(Lines of data)
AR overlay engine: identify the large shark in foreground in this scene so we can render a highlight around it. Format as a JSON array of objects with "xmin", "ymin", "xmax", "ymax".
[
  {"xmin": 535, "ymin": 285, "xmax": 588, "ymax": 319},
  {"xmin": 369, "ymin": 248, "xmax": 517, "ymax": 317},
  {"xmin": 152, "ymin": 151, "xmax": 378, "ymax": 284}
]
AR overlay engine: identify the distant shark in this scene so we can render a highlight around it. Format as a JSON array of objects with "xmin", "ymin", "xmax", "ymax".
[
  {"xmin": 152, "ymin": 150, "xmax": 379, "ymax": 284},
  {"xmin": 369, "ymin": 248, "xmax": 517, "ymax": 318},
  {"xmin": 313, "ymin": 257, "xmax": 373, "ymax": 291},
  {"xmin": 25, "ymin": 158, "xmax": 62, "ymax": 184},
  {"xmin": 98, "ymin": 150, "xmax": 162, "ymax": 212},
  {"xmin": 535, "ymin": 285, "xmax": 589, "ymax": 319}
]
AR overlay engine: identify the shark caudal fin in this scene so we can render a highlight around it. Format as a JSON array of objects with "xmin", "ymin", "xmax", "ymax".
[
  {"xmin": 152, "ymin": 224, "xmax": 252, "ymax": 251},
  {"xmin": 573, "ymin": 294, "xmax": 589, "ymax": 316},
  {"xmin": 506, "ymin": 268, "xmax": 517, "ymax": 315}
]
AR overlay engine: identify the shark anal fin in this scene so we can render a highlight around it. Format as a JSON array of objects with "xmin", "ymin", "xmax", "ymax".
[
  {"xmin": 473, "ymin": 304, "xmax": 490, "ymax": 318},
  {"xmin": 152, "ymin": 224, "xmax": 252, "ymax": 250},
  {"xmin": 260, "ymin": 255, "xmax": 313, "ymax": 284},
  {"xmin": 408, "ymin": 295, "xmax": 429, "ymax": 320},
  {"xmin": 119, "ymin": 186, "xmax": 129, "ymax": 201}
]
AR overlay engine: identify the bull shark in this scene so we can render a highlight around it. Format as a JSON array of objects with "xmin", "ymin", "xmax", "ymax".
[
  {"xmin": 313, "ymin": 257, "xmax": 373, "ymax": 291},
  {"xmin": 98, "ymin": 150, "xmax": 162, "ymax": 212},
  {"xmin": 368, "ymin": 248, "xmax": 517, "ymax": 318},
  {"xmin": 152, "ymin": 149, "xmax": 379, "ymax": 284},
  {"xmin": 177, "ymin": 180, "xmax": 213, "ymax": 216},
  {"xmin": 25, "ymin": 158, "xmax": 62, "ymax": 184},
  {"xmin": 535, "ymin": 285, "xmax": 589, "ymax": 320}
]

Instructions to follow =
Update the listing above so that each "highlight" becomes "outline", with every other part left unchanged.

Answer to this exercise =
AR overlay engine: identify the large shark in foreground in this scene so we can render a outline around it. Format as a JSON array of objects with "xmin", "ymin", "xmax", "ymax".
[
  {"xmin": 535, "ymin": 285, "xmax": 588, "ymax": 319},
  {"xmin": 369, "ymin": 248, "xmax": 517, "ymax": 317},
  {"xmin": 152, "ymin": 151, "xmax": 378, "ymax": 284}
]
AR overlay engine: identify the distant shark in this scene so we can render a outline around it. Format as a JSON array of objects with "xmin", "ymin", "xmax", "ymax".
[
  {"xmin": 152, "ymin": 150, "xmax": 379, "ymax": 284},
  {"xmin": 369, "ymin": 248, "xmax": 517, "ymax": 318},
  {"xmin": 313, "ymin": 257, "xmax": 373, "ymax": 291},
  {"xmin": 25, "ymin": 158, "xmax": 62, "ymax": 184},
  {"xmin": 98, "ymin": 150, "xmax": 162, "ymax": 212},
  {"xmin": 535, "ymin": 285, "xmax": 589, "ymax": 319}
]
AR overlay engine: identify the shark caudal fin in this scene so we can render a outline around it. Format as a JSON array of objects with "xmin", "ymin", "xmax", "ymax".
[
  {"xmin": 152, "ymin": 224, "xmax": 252, "ymax": 251},
  {"xmin": 573, "ymin": 294, "xmax": 589, "ymax": 316},
  {"xmin": 506, "ymin": 268, "xmax": 517, "ymax": 315}
]
AR overlay engine: identify the shark anal fin in this scene so we can render a outline around it. Format as a JSON array of objects with "xmin", "ymin", "xmax", "ymax".
[
  {"xmin": 473, "ymin": 304, "xmax": 490, "ymax": 318},
  {"xmin": 152, "ymin": 224, "xmax": 252, "ymax": 250},
  {"xmin": 260, "ymin": 255, "xmax": 313, "ymax": 284},
  {"xmin": 408, "ymin": 295, "xmax": 429, "ymax": 320},
  {"xmin": 119, "ymin": 186, "xmax": 129, "ymax": 201}
]
AR overlay engine: identify the bull shark in this scene so we can render a outline around it. Format as a JSON array of objects with "xmin", "ymin", "xmax", "ymax".
[
  {"xmin": 313, "ymin": 257, "xmax": 373, "ymax": 291},
  {"xmin": 98, "ymin": 150, "xmax": 162, "ymax": 212},
  {"xmin": 368, "ymin": 248, "xmax": 517, "ymax": 318},
  {"xmin": 152, "ymin": 149, "xmax": 379, "ymax": 284},
  {"xmin": 177, "ymin": 180, "xmax": 213, "ymax": 216},
  {"xmin": 25, "ymin": 158, "xmax": 62, "ymax": 184},
  {"xmin": 535, "ymin": 285, "xmax": 589, "ymax": 320}
]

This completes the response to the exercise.